• _Challenge_
Reproduce exactly the lines from the one containing "Expected behaviour: mark a point on the leaf" through the last line of the data, both ends included.

• _Data to process_
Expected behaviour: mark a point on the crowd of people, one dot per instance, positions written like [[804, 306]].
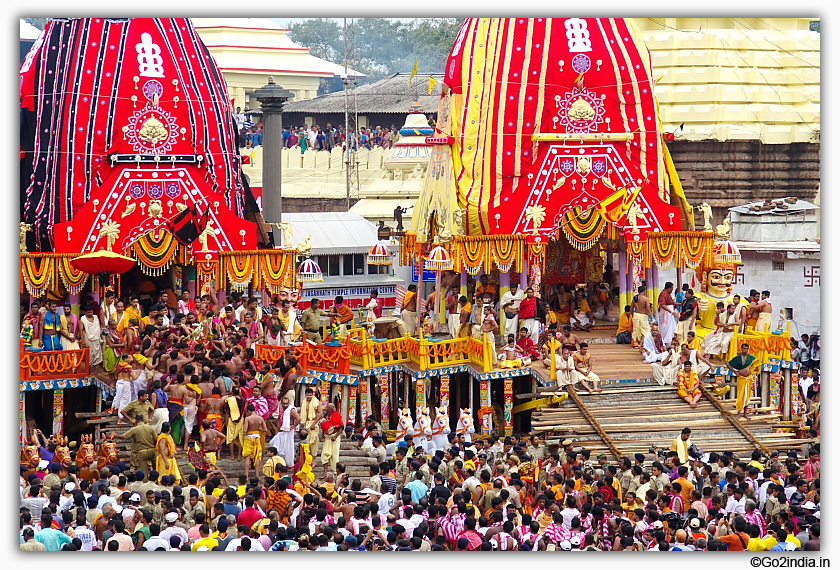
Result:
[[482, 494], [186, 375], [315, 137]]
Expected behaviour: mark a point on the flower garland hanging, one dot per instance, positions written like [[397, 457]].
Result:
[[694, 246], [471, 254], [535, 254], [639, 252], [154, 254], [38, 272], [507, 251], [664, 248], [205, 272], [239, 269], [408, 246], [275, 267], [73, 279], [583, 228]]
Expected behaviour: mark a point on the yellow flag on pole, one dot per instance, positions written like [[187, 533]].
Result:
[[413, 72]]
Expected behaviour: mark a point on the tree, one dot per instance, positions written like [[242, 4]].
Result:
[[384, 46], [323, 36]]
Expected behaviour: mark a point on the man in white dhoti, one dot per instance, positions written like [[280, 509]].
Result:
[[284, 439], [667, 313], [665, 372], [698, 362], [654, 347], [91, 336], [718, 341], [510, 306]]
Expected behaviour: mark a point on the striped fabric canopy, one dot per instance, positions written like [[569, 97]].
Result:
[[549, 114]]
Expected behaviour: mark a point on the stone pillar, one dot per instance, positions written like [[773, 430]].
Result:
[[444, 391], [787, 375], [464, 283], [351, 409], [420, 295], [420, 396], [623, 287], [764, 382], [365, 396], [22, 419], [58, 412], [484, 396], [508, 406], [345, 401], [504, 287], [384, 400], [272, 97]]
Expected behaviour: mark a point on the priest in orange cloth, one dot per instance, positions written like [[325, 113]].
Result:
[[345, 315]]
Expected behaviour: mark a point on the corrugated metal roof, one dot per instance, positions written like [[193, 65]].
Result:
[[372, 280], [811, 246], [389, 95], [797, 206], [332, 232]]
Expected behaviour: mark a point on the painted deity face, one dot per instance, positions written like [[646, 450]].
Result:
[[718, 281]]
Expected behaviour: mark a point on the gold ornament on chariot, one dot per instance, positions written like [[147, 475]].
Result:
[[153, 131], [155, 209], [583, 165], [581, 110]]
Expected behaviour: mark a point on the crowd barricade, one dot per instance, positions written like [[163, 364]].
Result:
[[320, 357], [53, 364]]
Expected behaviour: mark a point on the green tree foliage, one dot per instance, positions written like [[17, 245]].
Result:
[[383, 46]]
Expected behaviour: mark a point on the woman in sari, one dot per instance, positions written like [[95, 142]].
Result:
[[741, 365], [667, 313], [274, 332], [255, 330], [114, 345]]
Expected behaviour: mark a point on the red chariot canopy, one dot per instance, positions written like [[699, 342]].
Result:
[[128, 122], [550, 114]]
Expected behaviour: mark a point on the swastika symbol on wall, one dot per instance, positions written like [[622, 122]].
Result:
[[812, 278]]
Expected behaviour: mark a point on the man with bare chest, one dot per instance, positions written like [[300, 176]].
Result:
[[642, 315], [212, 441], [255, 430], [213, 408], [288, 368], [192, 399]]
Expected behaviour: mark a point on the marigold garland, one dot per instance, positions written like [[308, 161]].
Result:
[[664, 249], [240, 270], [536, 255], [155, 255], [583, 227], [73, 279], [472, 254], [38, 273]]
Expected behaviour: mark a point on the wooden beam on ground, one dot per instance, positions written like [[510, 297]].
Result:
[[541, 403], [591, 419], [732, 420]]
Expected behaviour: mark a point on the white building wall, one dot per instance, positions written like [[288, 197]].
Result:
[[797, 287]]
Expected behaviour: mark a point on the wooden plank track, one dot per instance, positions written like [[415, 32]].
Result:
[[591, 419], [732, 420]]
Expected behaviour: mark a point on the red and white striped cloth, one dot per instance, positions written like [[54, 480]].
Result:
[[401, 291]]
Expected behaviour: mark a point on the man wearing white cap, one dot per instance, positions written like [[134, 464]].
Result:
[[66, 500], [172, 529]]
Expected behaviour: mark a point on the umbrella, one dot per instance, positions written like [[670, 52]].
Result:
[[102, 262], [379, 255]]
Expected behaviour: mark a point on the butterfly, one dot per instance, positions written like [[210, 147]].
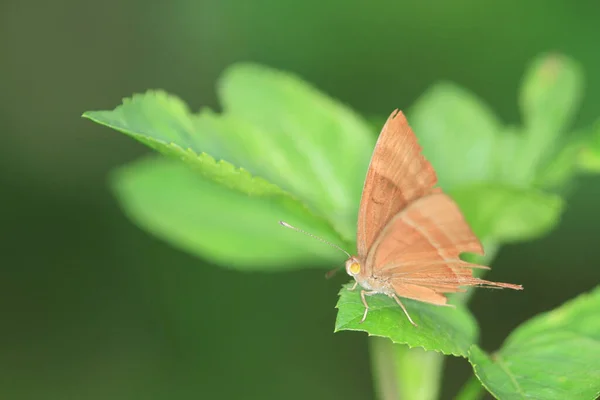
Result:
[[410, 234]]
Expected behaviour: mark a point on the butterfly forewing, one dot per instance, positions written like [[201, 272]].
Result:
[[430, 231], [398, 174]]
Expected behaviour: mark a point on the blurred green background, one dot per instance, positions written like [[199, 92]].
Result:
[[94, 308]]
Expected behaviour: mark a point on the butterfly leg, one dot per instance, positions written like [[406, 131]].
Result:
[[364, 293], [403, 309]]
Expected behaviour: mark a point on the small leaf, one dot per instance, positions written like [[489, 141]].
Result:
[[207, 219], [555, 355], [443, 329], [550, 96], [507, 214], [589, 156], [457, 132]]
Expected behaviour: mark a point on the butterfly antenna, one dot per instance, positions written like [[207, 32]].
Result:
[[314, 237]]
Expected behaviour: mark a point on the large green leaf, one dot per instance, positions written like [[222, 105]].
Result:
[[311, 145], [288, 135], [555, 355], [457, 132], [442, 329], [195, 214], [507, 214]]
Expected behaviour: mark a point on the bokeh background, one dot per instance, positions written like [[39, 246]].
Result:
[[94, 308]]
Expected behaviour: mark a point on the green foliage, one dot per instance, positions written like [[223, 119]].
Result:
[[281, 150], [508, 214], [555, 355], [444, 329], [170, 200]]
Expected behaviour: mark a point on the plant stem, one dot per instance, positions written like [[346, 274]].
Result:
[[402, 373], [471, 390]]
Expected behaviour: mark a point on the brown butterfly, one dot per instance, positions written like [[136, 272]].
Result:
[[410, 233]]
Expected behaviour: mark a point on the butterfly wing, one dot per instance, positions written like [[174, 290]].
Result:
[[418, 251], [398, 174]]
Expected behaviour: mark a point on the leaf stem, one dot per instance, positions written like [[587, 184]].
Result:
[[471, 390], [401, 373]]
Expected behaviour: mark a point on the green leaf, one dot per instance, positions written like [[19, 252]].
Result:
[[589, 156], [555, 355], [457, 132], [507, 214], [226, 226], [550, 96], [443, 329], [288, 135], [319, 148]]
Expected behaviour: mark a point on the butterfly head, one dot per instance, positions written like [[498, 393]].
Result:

• _Answer to the problem_
Expected behaviour: mark a point on the leaf stem, one dot per instance, positions written like [[587, 184]].
Result:
[[471, 390], [401, 373]]
Expected behaviour: mark a point on the green leaf, one dot per instance, positions written like [[19, 252]].
Result:
[[589, 156], [555, 355], [457, 132], [507, 214], [226, 226], [550, 96], [443, 329], [288, 135], [319, 148]]
Expected behaviour: mark a point on the butterfly head, one dot per instance, positions written like [[498, 393]].
Result:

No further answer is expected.